# Stated goal
Give the lines of the records below as a JSON list of strings, with one string per line and blank lines left out.

○ ○ ○

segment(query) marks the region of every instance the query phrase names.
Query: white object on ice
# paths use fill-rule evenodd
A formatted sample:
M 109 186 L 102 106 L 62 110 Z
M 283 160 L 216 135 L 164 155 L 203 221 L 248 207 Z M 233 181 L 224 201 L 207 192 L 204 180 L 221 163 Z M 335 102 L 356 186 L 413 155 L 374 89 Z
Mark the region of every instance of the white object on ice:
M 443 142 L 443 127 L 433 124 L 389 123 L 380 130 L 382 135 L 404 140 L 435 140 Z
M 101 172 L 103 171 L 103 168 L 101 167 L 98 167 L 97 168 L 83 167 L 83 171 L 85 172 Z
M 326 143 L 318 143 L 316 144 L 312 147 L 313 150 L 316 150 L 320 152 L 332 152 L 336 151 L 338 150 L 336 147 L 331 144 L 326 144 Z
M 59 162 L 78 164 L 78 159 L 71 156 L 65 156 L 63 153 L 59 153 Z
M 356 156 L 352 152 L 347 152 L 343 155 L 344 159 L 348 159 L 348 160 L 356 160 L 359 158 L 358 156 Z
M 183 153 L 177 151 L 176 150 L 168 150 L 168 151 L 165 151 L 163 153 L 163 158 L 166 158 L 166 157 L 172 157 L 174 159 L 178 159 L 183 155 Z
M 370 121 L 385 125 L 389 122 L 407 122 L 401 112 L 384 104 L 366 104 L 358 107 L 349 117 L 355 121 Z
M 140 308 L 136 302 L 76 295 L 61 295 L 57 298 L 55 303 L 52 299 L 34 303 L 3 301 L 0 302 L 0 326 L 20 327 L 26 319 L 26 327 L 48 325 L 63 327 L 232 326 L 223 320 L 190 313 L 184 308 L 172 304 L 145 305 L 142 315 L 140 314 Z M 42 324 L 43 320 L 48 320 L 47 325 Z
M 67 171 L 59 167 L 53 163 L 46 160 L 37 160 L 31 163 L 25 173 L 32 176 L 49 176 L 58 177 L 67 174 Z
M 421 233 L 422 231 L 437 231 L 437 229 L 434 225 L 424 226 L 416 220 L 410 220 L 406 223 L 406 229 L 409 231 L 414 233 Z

○ ○ ○

# Result of this task
[
  "segment(query) marks the region of every instance the query phrase names.",
  "Query: white object on ice",
  "# paths use fill-rule evenodd",
  "A formatted sample:",
  "M 109 186 L 102 106 L 62 110 Z",
  "M 283 160 L 216 135 L 164 155 L 203 221 L 248 207 Z M 233 181 L 224 201 L 207 192 L 204 180 L 221 163 Z M 335 102 L 356 186 L 413 155 L 374 89 Z",
  "Mark the region of every instance of the white object on ice:",
  "M 443 142 L 443 127 L 433 124 L 389 123 L 380 130 L 382 135 L 404 140 L 435 140 Z",
  "M 101 172 L 103 171 L 103 168 L 101 167 L 98 167 L 97 168 L 83 167 L 83 171 L 85 172 Z",
  "M 326 143 L 318 143 L 316 144 L 312 147 L 313 150 L 316 150 L 320 152 L 332 152 L 336 151 L 338 150 L 336 147 L 331 144 L 326 144 Z",
  "M 59 162 L 78 164 L 78 159 L 71 156 L 65 156 L 63 153 L 59 153 Z",
  "M 356 156 L 352 152 L 347 152 L 343 155 L 344 159 L 348 159 L 348 160 L 356 160 L 359 158 L 358 156 Z",
  "M 183 153 L 177 151 L 176 150 L 168 150 L 168 151 L 165 151 L 163 153 L 163 158 L 166 158 L 166 157 L 172 157 L 174 159 L 178 159 L 183 155 Z",
  "M 370 121 L 385 125 L 389 122 L 407 122 L 401 112 L 384 104 L 366 104 L 358 107 L 349 117 L 355 121 Z",
  "M 140 308 L 136 302 L 76 295 L 61 295 L 57 298 L 55 303 L 52 299 L 34 303 L 3 301 L 0 302 L 0 326 L 20 327 L 26 319 L 26 327 L 48 325 L 63 327 L 232 326 L 223 320 L 190 313 L 184 308 L 172 304 L 145 305 L 142 315 L 140 314 Z M 42 324 L 43 320 L 48 320 L 47 325 Z",
  "M 67 171 L 59 167 L 53 163 L 46 160 L 37 160 L 31 163 L 25 173 L 32 176 L 49 176 L 58 177 L 67 174 Z",
  "M 421 233 L 422 231 L 437 231 L 437 229 L 434 225 L 424 226 L 416 220 L 410 220 L 406 223 L 406 229 L 409 231 L 414 233 Z"
]